(Dataset entries begins)
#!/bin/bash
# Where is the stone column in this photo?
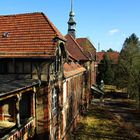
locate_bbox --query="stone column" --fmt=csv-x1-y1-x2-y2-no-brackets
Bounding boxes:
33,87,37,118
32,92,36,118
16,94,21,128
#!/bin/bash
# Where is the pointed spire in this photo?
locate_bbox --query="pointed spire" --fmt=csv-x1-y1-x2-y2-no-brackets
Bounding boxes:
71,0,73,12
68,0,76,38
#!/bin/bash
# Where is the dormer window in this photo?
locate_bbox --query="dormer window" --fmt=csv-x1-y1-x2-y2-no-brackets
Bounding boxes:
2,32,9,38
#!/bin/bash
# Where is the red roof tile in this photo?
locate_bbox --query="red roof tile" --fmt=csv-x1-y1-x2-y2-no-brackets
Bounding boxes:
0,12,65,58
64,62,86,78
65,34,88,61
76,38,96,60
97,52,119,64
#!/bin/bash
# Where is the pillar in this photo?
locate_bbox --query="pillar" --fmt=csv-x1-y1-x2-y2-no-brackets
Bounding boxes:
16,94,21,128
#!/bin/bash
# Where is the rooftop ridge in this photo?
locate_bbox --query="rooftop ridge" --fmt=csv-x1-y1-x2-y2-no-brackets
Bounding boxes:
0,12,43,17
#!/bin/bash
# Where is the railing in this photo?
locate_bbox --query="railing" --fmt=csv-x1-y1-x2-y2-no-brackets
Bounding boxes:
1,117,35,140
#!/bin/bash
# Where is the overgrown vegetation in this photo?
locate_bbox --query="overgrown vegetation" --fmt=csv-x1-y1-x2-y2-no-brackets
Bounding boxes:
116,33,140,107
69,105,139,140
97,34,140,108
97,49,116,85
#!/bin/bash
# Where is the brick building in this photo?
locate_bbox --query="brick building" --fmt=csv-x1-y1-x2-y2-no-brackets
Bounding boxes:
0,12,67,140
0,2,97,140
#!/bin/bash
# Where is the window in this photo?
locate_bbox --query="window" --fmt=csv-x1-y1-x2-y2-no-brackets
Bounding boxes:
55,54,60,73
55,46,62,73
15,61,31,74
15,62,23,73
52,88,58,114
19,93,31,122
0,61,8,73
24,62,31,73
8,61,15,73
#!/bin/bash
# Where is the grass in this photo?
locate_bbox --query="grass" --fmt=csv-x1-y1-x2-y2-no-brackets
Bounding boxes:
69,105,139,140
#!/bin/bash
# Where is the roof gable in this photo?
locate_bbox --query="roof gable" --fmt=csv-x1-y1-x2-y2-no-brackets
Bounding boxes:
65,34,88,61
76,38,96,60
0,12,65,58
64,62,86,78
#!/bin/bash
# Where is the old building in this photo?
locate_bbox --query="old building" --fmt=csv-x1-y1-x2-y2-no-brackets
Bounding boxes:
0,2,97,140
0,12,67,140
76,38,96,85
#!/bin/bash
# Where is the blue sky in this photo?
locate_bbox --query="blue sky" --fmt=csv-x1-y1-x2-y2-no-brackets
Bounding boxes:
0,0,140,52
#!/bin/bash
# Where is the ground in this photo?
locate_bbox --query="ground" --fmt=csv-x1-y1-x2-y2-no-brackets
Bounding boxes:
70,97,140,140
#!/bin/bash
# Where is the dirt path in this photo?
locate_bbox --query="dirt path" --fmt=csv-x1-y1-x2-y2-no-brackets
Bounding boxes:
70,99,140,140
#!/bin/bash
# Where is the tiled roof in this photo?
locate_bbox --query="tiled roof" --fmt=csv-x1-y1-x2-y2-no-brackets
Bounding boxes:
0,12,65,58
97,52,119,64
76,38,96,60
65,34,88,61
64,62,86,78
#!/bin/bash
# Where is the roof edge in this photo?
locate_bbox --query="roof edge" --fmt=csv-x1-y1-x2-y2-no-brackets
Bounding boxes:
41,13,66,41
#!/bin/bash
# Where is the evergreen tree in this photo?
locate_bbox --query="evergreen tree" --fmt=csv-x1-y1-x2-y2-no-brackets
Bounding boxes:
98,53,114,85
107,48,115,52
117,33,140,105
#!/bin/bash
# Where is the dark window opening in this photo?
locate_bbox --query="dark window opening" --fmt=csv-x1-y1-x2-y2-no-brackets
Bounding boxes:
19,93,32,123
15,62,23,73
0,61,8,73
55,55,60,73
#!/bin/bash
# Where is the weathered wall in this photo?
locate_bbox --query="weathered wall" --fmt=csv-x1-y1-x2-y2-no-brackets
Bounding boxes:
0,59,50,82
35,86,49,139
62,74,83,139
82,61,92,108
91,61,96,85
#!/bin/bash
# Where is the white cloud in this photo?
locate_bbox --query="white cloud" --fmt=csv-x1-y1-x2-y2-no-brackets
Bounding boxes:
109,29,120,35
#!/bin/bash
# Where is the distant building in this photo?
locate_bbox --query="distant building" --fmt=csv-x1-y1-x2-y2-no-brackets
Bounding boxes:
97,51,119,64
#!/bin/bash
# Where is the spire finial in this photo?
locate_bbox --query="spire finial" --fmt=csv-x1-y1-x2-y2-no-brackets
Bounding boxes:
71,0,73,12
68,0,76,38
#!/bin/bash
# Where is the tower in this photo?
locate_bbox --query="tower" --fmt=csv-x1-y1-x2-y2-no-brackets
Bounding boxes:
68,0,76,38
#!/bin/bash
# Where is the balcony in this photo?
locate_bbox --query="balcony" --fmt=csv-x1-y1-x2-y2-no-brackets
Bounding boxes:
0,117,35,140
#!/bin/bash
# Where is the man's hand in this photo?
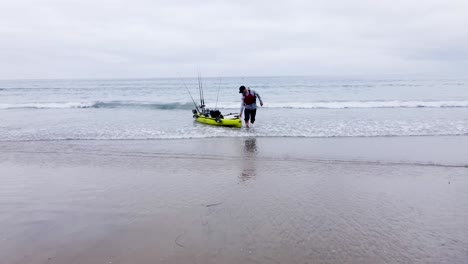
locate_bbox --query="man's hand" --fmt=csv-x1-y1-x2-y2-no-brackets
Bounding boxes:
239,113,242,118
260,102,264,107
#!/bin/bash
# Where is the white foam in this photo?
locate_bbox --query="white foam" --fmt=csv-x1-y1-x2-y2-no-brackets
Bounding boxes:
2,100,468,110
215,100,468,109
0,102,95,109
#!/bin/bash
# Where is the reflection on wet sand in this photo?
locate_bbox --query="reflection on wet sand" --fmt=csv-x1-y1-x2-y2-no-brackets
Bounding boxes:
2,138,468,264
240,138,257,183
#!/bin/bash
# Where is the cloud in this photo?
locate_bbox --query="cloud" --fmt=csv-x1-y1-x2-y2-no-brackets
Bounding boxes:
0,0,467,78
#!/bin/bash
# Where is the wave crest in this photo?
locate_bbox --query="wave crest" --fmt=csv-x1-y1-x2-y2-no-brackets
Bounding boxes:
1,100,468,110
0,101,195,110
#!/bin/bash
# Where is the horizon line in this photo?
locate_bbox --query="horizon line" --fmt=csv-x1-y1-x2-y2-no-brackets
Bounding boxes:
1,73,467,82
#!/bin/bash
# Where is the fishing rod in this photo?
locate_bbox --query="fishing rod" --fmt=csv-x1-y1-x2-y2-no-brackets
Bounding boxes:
(Dataset entries ends)
(Dataset entries begins)
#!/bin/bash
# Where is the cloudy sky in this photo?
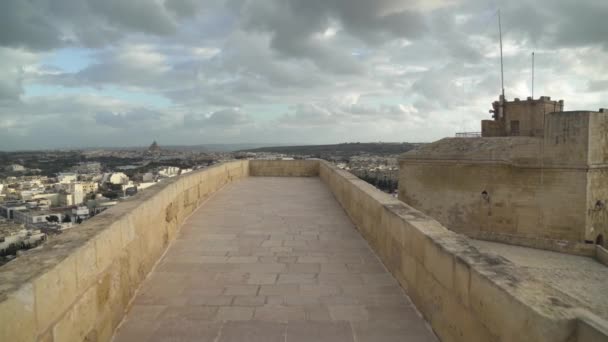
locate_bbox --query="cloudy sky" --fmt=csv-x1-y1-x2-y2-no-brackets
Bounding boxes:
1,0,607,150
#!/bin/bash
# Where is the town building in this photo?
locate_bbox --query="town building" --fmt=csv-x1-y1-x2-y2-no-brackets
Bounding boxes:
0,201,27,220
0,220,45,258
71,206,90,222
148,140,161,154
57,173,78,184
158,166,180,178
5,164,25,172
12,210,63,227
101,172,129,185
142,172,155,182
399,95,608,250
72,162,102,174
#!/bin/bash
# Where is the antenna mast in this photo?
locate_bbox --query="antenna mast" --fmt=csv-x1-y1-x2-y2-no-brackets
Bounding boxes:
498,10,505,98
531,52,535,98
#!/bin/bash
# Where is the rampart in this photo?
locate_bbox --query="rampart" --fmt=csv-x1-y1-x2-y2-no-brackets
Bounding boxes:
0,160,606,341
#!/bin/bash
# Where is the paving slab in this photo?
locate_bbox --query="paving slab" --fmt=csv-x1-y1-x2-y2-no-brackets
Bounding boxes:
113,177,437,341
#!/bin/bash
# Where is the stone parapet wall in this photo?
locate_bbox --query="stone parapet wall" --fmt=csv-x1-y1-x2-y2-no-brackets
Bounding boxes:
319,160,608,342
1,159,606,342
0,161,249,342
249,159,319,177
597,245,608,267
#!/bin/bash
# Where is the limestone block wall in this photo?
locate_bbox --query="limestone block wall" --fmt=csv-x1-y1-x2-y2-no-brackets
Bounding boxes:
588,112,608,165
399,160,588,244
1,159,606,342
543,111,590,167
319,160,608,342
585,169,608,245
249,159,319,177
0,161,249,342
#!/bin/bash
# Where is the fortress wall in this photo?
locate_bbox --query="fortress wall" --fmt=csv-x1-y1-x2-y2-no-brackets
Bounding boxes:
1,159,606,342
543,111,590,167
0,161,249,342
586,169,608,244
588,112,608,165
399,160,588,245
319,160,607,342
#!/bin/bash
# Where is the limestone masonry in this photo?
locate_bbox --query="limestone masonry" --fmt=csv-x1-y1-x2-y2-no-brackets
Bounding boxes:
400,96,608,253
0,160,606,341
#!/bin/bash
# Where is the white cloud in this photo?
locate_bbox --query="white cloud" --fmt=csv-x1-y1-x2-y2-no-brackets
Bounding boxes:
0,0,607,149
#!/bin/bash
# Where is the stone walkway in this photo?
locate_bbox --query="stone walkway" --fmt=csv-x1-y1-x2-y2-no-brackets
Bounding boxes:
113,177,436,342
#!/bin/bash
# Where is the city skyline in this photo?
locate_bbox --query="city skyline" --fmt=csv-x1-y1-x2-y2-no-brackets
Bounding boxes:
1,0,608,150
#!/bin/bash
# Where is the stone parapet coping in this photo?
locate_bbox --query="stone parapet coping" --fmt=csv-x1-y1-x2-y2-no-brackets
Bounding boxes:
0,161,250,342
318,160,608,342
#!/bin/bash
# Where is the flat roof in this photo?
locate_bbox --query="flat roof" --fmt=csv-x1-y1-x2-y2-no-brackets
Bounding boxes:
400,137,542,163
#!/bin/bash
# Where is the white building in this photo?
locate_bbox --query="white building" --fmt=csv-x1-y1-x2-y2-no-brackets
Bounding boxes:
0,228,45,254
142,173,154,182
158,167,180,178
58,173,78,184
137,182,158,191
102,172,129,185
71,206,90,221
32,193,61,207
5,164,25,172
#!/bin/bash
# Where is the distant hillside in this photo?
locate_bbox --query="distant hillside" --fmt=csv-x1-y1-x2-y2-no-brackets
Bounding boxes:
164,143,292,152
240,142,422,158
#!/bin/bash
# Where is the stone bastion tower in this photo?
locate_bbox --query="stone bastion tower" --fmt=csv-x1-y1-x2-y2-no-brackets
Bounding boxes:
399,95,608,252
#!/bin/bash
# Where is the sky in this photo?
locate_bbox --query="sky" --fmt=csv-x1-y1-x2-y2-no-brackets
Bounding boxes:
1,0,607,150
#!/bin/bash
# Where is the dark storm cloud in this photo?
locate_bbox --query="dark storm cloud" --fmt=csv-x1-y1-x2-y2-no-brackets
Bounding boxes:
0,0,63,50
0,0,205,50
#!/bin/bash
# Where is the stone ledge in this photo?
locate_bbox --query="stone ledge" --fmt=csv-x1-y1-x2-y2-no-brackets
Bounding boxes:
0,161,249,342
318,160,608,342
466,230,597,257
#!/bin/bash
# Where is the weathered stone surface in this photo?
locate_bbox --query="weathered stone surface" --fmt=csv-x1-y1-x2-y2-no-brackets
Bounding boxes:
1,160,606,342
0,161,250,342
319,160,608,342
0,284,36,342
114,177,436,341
(Dataset entries ends)
- _Aim of the task_:
When the word "pillar" shows up in a line of the entries, pull that line out.

- _Reply to the task_:
# Where is the pillar in this photo?
locate_bbox --query="pillar" --fmt=csv-x1-y1-x2-y2-no-brackets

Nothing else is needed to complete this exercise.